*TEXT TO READ*
* Begin *

Asshole of the Century

Thursday, August 09, 2007

On Corn Fields and Orange Groves

The dog days of summer are here, and with them comes that bugaboo of the Midwestern August: the oppressive humidity. June and early July may have their hot days, but they rarely have the oppressive humidity levels that you get in the gut slot of August. For those of you who’ve noticed that it’s been particularly burdensome this year, let me tell you the culprit: corn. This year, the U.S. farmer planted 92.9 million acres of corn, the most since World War II. As usual, the great majority of this corn was planted in what is known as the Corn Belt, that wide swath of land running across the middle of the country from the Ohio River Valley through the Midwest into the Great Plains, encompassing the states of Ohio, Indiana, Illinois, Iowa, Nebraska, Michigan, Wisconsin, Minnesota, South Dakota, Missouri, and eastern Kansas.

For years, I’ve been propagating the idea that the advent of a corn monoculture has been responsible for the crappy weather we get in Chicago every August. I came up with the idea after reading a study by Iowa state climatologist Elwynn Taylor detailing how Iowa had gotten slightly cooler but significantly more humid during the summer over the past century, which contrasts with the slightly warmer winters that Iowa has witnessed compared to a century ago. Any farmer can tell you how a fully-grown field of corn has a different microclimate than the land around it, that a field of corn is comparatively cool and wet, a result of the plant’s heavy perspiration. A corn plant will reach down 6-8 feet to pull up all the available moisture reserves that it needs during a hot Midwestern summer. I remember hearing a story by Jack Weaver, a livestock trader who grew up on an farm in northeast Kansas, describing how as a kid he would ride a minibike over a dirt road that crossed his family’s farm, how the fields of milo and of recently cut wheat would be hot and dry but then the blast of air would turn wet and cool like an ocean breeze when he would ride past a field of corn. If works kind of like a swamp cooler back in the old days before air conditioning, except that trying to swamp cool an entire region of the country makes for a big swamp that’s not very cool.

The advent of the “row crop” monoculture of corn and soybeans developed in the Midwest after World War II and didn’t come into full fruition until the 1970’s. Before that, Midwest farmers planted a lot of things, including lots of wheat and often a fair amount of vegetables, and many of them also kept cattle on their farms, with substantial amounts of land devoted to pasture and crops like clover and alfalfa. Both corn and soybeans suck up a lot more moisture than most of these other options, particularly during the months of July and August, and corn is the much more moisture intensive crop of the two.

But it took this year, where farmers planted a massive corn crop, responding to high prices this spring and the burgeoning demand of the ethanol industry, to grab the wider public’s attention. Anyone who has been outside in Chicago, or Des Moines, or De Kalb County, during the first week of August this year will vouch that the humidity has been oppressive bordering on surreal. It will be 88 degrees out, but it will feel like 100, and the dew still sits on the grass during a sunny, albeit hazy, day until 1 PM.

Corn is refashioning the Midwest ecosystem to suit its needs, making it warm and sticky, a greenhouse perfect for plants and mold but not so great for most forms of animal life, including human beings.

Tom Skilling noted on the weather page of the Aug 8 Chicago Tribune that 6,700 gallons of water transpirates from an acre of corn each day, and pointing to it as “a source of this air mass’ mugginess”, this understatement presumably an attempt not to overstep his bounds and upset any of the many corn farmers who follow his forecast each morning. But I will say it for him: the corn plant has dramatically altered the Midwest in many ways, including our weather.

* End *

*DATASET RECORDS*
* Begin *

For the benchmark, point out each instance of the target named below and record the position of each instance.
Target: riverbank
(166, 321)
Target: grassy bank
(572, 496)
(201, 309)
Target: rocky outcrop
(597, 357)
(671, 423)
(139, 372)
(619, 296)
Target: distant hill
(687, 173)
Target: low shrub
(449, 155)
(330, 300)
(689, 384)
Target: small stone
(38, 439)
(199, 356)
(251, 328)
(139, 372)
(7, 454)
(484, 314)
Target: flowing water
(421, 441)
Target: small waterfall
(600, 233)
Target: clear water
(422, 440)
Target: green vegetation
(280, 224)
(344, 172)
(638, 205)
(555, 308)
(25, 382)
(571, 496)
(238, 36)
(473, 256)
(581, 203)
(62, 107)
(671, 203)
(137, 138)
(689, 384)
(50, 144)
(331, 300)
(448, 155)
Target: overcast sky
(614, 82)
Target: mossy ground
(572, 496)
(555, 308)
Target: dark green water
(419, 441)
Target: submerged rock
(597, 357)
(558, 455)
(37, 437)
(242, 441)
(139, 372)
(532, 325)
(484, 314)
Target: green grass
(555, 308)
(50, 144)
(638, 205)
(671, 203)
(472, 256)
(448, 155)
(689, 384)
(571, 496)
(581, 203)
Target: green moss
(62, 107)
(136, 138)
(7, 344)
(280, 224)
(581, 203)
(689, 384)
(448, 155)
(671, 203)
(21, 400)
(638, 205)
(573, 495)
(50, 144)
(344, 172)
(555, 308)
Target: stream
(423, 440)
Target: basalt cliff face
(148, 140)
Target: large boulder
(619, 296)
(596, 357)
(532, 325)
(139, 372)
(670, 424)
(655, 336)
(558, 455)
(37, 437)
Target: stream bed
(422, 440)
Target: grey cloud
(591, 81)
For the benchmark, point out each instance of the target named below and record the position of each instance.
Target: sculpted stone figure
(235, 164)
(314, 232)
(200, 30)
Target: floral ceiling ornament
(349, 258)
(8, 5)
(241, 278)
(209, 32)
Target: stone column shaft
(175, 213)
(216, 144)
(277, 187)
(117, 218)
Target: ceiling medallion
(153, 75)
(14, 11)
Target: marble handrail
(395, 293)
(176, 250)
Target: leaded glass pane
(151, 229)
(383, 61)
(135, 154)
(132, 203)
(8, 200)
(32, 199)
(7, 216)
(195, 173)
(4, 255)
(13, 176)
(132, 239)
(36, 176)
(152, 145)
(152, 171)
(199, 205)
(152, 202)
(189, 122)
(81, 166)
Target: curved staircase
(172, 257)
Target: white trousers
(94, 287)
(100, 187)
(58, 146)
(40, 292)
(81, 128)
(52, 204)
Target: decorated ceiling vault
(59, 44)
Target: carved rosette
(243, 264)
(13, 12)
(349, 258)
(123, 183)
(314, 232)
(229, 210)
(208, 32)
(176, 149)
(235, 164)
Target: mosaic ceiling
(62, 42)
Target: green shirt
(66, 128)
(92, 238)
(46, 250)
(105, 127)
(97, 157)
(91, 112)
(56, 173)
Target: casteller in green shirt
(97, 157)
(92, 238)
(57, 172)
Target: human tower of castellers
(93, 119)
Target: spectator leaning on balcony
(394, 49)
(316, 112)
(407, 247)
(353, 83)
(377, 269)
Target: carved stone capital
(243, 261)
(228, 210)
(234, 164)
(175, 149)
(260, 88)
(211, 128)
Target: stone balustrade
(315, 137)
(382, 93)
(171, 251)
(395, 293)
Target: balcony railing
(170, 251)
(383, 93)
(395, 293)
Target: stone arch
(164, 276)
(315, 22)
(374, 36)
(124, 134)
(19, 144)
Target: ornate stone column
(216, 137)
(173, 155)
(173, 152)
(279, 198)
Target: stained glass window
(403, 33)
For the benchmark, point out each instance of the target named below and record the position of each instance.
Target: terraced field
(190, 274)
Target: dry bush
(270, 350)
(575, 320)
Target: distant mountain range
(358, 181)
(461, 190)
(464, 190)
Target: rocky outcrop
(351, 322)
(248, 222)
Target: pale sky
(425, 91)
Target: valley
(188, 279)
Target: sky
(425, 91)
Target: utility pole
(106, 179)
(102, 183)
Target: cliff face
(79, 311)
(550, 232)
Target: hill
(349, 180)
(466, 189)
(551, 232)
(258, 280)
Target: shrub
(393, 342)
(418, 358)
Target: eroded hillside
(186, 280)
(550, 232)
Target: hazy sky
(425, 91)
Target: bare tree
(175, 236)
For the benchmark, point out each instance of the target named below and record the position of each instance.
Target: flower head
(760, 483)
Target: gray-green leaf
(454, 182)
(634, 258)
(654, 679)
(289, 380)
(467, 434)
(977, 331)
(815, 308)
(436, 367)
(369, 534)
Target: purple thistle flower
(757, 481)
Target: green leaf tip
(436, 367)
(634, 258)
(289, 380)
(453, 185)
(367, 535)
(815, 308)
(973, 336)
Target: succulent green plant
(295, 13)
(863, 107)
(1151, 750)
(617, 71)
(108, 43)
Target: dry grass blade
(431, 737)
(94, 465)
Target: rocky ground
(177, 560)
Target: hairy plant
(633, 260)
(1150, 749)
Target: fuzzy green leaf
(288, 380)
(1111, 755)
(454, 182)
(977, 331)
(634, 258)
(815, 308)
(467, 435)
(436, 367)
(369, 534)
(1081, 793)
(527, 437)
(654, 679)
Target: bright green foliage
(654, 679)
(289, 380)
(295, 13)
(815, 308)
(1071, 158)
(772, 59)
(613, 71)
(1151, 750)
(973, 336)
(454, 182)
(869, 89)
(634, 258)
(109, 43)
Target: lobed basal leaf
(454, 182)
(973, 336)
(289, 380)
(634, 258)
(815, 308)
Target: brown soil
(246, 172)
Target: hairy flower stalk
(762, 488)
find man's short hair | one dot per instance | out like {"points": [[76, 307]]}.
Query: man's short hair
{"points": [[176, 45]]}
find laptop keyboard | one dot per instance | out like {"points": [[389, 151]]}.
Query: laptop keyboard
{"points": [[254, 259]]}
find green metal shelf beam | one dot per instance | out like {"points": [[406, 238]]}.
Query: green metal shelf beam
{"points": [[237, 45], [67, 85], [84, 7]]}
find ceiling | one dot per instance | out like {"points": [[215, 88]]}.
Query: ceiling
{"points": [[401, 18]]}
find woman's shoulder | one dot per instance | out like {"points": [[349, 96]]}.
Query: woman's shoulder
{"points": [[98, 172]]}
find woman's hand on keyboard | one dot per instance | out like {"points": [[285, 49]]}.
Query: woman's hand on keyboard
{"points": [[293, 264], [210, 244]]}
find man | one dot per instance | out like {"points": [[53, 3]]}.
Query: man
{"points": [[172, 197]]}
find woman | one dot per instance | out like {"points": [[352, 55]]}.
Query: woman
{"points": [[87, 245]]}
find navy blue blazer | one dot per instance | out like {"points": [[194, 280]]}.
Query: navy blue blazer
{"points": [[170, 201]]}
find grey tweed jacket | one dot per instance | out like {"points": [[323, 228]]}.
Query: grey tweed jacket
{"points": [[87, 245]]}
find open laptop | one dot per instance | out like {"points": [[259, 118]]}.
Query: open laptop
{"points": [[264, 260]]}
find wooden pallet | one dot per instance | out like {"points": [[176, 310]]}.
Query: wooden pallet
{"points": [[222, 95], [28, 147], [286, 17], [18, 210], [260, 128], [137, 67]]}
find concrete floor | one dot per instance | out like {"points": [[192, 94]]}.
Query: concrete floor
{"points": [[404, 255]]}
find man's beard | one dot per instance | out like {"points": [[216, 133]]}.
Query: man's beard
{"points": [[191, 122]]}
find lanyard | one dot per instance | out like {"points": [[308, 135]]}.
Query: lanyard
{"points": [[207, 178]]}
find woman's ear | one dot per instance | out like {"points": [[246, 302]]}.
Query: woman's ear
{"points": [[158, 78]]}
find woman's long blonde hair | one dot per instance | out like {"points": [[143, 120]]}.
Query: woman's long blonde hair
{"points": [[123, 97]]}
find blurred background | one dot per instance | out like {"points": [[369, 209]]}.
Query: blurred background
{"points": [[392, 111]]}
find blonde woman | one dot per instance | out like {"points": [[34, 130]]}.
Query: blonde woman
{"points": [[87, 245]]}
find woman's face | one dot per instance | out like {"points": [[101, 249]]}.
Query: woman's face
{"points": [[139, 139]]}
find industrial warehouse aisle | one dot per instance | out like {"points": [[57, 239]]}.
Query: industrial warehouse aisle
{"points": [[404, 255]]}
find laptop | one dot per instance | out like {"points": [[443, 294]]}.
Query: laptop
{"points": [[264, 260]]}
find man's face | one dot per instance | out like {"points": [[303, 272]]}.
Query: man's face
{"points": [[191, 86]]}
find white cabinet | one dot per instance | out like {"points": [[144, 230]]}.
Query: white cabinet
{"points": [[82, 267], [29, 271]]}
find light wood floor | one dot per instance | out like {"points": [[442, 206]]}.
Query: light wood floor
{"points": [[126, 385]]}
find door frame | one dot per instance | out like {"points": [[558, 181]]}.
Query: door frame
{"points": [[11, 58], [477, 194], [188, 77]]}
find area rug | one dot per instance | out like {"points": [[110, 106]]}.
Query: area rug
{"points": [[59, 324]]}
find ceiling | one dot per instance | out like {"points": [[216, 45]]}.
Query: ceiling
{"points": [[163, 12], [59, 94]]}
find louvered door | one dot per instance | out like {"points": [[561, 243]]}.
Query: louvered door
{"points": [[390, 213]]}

* End *

*GIVEN INSTRUCTION*
Can you write the next part of the corn and humidity post, picking up after its final sentence? The items play no role here.

*ANSWER TO THIS PROBLEM*
I grew up in Orange County, California, which was dominated by another monoculture, namely oranges. As a kid, I remember driving through the hills to the south and the east of us, through the new towns of Tustin and El Modena, subdivisions just breaking ground, surrounded by acre after acre of citrus and avocado, the orange tree being king. As late as my mid-20’s, I remember walking up the rail tracks in Irvine, on the line which used to be the main artery for these orange groves, the last of the fruit warehouses still standing, although now abandoned and surrounded by multistory townhomes and a toney mall that had yet to open. I jimmied open the old warehouse door and walked through; pieces of old orange crates still littered the dirt floor.

When I was born in 1961, the population of Orange County stood at just over 100,000 souls; it had reached 1.9 million by the time I left high school in 1979. As a kid, I witnessed the shift of almost the entire county and its 789 square miles of land from farm to suburb, first the strawberries and the lima bean fields on the plains being paved over, then the orange and avocado groves up in the hills giving way. I look back on those orange groves as the landscape of a romantic past, never to return, as mankind crowded out the trees.

Except that my vision is a myth. Man didn’t destroy the orange groves; we created them. There were no orange trees in southern California until men meticulously planted them, and brought water down from the mountains to irrigate them, and built smudge pots at their base to protect their fruit from a December frost. Man planted row after myriad row of the bushy trees, ringing the groves with eucalyptus for protection from the wind, with a few palm trees at the front of the grove for show.

The native plant life of southern California is basically an inhospitable scrub, neither decorative nor edible. The orange groves of Orange County were planted by meticulous German immigrants at the turn of the previous century. My dad grew up in one of those German towns, known simply as Orange, in what at the time was an agricultural corner of Los Angeles County that had yet to secede from its more urban neighbor to the north.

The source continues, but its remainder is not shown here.